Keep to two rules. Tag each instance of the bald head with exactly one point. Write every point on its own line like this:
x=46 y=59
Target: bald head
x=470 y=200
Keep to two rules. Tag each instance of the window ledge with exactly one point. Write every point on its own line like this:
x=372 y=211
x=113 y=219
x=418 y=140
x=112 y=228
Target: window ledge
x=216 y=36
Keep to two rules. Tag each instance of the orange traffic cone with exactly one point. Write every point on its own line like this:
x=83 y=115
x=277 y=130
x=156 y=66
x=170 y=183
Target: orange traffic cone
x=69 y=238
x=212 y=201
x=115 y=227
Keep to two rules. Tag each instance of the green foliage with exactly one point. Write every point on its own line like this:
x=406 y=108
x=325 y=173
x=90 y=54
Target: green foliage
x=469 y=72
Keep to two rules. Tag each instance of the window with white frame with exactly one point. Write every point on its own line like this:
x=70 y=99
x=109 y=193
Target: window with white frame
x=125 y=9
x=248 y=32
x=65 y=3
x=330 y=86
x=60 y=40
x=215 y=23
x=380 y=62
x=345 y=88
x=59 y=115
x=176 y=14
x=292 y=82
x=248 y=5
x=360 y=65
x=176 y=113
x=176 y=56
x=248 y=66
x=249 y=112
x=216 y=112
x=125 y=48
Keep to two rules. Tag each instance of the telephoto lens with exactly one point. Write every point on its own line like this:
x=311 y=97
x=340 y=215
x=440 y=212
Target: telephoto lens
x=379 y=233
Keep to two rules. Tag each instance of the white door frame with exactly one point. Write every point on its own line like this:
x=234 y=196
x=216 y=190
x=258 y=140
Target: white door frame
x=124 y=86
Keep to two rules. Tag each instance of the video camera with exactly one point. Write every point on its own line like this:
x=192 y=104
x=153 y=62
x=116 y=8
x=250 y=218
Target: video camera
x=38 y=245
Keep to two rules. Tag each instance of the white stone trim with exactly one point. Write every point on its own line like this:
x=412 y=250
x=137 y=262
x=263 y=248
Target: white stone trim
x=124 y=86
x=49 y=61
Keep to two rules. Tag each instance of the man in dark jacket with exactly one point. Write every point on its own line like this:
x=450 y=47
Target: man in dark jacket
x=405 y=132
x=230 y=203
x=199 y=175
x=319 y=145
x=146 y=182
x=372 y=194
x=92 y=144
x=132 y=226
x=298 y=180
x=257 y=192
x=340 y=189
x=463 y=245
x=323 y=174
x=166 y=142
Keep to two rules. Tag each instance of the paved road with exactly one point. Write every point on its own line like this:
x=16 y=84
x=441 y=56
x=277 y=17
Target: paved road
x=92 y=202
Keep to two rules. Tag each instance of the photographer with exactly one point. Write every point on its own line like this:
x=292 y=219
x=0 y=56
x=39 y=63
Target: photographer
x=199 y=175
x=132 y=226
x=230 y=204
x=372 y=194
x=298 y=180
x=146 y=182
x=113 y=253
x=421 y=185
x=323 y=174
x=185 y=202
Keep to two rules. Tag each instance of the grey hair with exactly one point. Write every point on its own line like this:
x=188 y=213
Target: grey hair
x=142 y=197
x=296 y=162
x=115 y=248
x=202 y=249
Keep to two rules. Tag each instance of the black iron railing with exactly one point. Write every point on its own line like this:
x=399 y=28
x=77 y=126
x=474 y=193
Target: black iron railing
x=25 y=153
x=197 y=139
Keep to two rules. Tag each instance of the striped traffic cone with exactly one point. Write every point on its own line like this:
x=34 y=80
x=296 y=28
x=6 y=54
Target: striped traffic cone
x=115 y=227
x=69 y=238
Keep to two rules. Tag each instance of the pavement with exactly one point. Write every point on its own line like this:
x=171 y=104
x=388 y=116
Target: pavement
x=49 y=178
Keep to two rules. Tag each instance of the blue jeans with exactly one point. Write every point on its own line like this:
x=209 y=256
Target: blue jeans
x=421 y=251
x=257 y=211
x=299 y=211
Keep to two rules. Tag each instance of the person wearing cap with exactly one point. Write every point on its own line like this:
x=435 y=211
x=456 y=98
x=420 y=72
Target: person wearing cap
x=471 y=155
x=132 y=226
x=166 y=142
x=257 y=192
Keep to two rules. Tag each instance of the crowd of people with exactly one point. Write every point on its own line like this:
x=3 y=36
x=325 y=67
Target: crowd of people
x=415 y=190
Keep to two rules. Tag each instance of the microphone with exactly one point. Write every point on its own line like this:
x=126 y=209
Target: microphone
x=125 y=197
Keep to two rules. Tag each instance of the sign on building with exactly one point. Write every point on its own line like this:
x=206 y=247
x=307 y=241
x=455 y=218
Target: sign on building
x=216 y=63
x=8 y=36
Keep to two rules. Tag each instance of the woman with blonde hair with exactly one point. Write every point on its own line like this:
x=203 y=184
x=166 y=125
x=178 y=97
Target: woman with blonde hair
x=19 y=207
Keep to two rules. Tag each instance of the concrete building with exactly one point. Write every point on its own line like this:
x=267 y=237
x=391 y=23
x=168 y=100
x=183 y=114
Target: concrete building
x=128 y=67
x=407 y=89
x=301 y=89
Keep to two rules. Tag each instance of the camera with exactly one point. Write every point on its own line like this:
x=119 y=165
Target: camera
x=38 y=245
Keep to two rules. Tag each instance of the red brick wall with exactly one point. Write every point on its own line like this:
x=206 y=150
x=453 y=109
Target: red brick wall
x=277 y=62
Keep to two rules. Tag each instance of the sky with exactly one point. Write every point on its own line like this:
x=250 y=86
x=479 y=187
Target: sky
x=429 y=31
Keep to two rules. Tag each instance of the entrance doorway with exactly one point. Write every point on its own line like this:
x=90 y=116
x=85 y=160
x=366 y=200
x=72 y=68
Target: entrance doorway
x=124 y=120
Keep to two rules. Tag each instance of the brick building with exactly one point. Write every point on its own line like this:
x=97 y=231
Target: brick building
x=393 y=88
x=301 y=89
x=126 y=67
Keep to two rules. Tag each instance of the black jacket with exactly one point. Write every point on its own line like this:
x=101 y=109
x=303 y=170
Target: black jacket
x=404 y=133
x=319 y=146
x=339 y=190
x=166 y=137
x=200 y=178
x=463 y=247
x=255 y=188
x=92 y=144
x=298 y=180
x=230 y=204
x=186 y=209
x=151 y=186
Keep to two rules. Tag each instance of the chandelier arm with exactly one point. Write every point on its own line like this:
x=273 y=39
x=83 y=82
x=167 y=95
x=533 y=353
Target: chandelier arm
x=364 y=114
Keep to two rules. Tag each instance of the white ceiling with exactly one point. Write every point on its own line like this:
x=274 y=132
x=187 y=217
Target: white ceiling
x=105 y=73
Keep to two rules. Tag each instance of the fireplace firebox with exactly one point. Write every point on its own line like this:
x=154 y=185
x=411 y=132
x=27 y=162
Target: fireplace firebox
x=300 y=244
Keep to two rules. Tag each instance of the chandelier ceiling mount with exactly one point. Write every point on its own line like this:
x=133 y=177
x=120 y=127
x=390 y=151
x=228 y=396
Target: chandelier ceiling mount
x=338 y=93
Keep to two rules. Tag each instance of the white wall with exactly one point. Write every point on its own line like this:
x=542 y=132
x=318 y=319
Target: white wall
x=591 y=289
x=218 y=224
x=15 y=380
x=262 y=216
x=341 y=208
----
= Aim of the exercise =
Copy all of the lines above word for word.

= Output =
Keep to two rules. Tag each instance of the bald head with exactly one point. Write every point on its own line like this:
x=46 y=59
Target: bald head
x=470 y=200
Keep to two rules. Tag each instance of the window ledge with exactly one point. Write every point on its own line like this:
x=372 y=211
x=113 y=219
x=418 y=140
x=112 y=228
Target: window ledge
x=216 y=36
Keep to two rules. Tag each instance of the orange traffic cone with exactly one point. Write every point on its own line like this:
x=83 y=115
x=277 y=130
x=156 y=66
x=170 y=183
Target: orange traffic cone
x=69 y=238
x=212 y=201
x=115 y=227
Keep to two rules. Tag each instance of the green foliage with exactly one point. Write every point on its own line like this:
x=406 y=108
x=325 y=173
x=90 y=54
Target: green foliage
x=469 y=72
Keep to two rules. Tag each instance of the window with white frame with exactly one point. Write every point on its own line like this:
x=70 y=99
x=109 y=193
Target: window with white frame
x=125 y=9
x=248 y=32
x=65 y=3
x=330 y=86
x=60 y=40
x=215 y=23
x=380 y=62
x=345 y=88
x=59 y=115
x=176 y=14
x=292 y=82
x=248 y=5
x=360 y=65
x=176 y=113
x=176 y=56
x=248 y=66
x=249 y=112
x=216 y=112
x=125 y=48
Keep to two rules. Tag each instance of the telephoto lens with exactly one point. Write every point on its own line like this:
x=311 y=97
x=340 y=215
x=440 y=212
Target: telephoto lens
x=379 y=233
Keep to two rules. Tag each instance of the white door frame with exactly one point. Write every point on its own line like this:
x=234 y=196
x=216 y=190
x=258 y=140
Target: white door frame
x=124 y=86
Keep to two rules. Tag each instance of the video camera with exactly one point. Write every point on its own line like this:
x=192 y=104
x=153 y=62
x=116 y=8
x=250 y=218
Target: video camera
x=38 y=245
Keep to two rules. Tag each instance of the white stone trim with exactly one point. Write every point on its own line like this:
x=412 y=250
x=137 y=262
x=263 y=248
Target: white stone trim
x=124 y=86
x=49 y=61
Keep to two rules. Tag each instance of the man in dark jacket with exactly one point. Write every point on its own line like this:
x=450 y=47
Target: man in dark jacket
x=405 y=132
x=230 y=203
x=199 y=175
x=319 y=145
x=146 y=182
x=372 y=194
x=92 y=144
x=132 y=226
x=298 y=180
x=257 y=192
x=340 y=189
x=463 y=245
x=323 y=174
x=166 y=142
Keep to two rules. Tag each instance of the paved road with exactly one point. Write every point on its own line like this:
x=16 y=84
x=441 y=56
x=277 y=17
Target: paved road
x=92 y=202
Keep to two rules. Tag each instance of the photographer with exactly one point. Write every point on its own line like this:
x=292 y=219
x=0 y=56
x=39 y=63
Target: photographer
x=199 y=175
x=132 y=226
x=230 y=204
x=372 y=194
x=298 y=180
x=146 y=182
x=113 y=253
x=421 y=185
x=323 y=174
x=185 y=202
Keep to two rules. Tag each instance of the grey hair with exactly one point. Write every point on its own line like this:
x=188 y=213
Target: grey hair
x=142 y=197
x=296 y=162
x=115 y=248
x=202 y=249
Keep to two rules. Tag each instance of the black iron railing with exactly one point. Write every point on its own line like this:
x=399 y=28
x=77 y=126
x=474 y=193
Target: black iron railing
x=25 y=153
x=197 y=139
Keep to two rules. Tag each instance of the striped traffic cone with exactly one point. Write every point on its own line like this:
x=34 y=80
x=296 y=28
x=6 y=54
Target: striped traffic cone
x=115 y=227
x=69 y=238
Keep to two rules. Tag each instance of the pavement with exactly one point. Write every point on its own line like this:
x=171 y=104
x=388 y=116
Target: pavement
x=49 y=178
Keep to two rules. Tag each instance of the blue jeans with exactly one point. Write every point on its own line like this:
x=209 y=256
Target: blue jeans
x=421 y=251
x=257 y=211
x=299 y=211
Keep to two rules. Tag each instance of the person wearing cap with exactly one point. Write every point on its own line like this:
x=435 y=211
x=456 y=98
x=420 y=72
Target: person wearing cap
x=471 y=155
x=132 y=226
x=166 y=142
x=257 y=192
Keep to two rules. Tag each instance of the crowd of people with exactly one point. Write every point on its own line like this:
x=3 y=36
x=325 y=67
Target: crowd of people
x=415 y=190
Keep to two rules. Tag each instance of the microphone with exactly one point. Write every point on its own line like this:
x=126 y=209
Target: microphone
x=125 y=197
Keep to two rules. Tag each instance of the sign on building with exactly one point. Write every point on its own line like this:
x=206 y=247
x=307 y=241
x=455 y=218
Target: sign on building
x=216 y=63
x=8 y=36
Keep to two rules. Tag each instance of the woman with blonde hair with exactly one point. Write every point on its own line like this:
x=203 y=184
x=166 y=125
x=178 y=97
Target: woman with blonde hair
x=19 y=207
Keep to two rules. Tag each instance of the concrete building with exactly one point. Write every point on its own line like this:
x=267 y=237
x=391 y=23
x=168 y=100
x=183 y=114
Target: concrete building
x=128 y=67
x=407 y=89
x=301 y=89
Keep to two rules. Tag each instance of the camera with exactly one point. Write every point on its own line like this:
x=119 y=165
Target: camera
x=38 y=245
Keep to two rules. Tag each instance of the red brick wall with exactly one point. Write every point on its own line like this:
x=206 y=150
x=453 y=109
Target: red brick wall
x=277 y=62
Keep to two rules. Tag each instance of the sky with exactly one point. Write every point on its own line like this:
x=250 y=86
x=479 y=187
Target: sky
x=429 y=31
Keep to two rules. Tag each instance of the entrance doorway with exactly one point. Write every point on its own line like this:
x=90 y=116
x=85 y=160
x=366 y=200
x=72 y=68
Target: entrance doorway
x=124 y=120
Keep to two rules. Tag each instance of the brick building with exactly one point. Write every point on its own line like this:
x=97 y=231
Target: brick building
x=393 y=88
x=301 y=89
x=126 y=67
Keep to two rules. Tag each instance of the black jacket with exactly one point. Write every point on its own line like this:
x=101 y=109
x=303 y=170
Target: black jacket
x=404 y=133
x=319 y=146
x=339 y=190
x=166 y=137
x=200 y=178
x=463 y=247
x=255 y=188
x=92 y=144
x=298 y=180
x=230 y=204
x=186 y=209
x=151 y=186
Keep to two rules. Tag each instance of the chandelier arm with exactly one point. Write every point on its own line like this:
x=273 y=39
x=83 y=82
x=167 y=95
x=533 y=353
Target: chandelier arm
x=364 y=114
Keep to two rules. Tag each instance of the white ceiling with exactly one point. Write every point on its own line like this:
x=274 y=132
x=187 y=217
Target: white ceiling
x=105 y=73
Keep to two rules. Tag each instance of the fireplace firebox with exactly one point. Write every point on its own line like this:
x=154 y=185
x=411 y=132
x=27 y=162
Target: fireplace firebox
x=300 y=244
Keep to two rules. Tag each instance of the chandelier ceiling mount with exactly one point. Write every point on its own line like this:
x=133 y=177
x=120 y=127
x=390 y=151
x=228 y=396
Target: chandelier ceiling mount
x=338 y=93
Keep to two rules. Tag each instance of the white wall with exactly one point. Write every point on its own line like this:
x=542 y=132
x=318 y=319
Target: white wall
x=591 y=289
x=218 y=224
x=15 y=380
x=262 y=216
x=341 y=208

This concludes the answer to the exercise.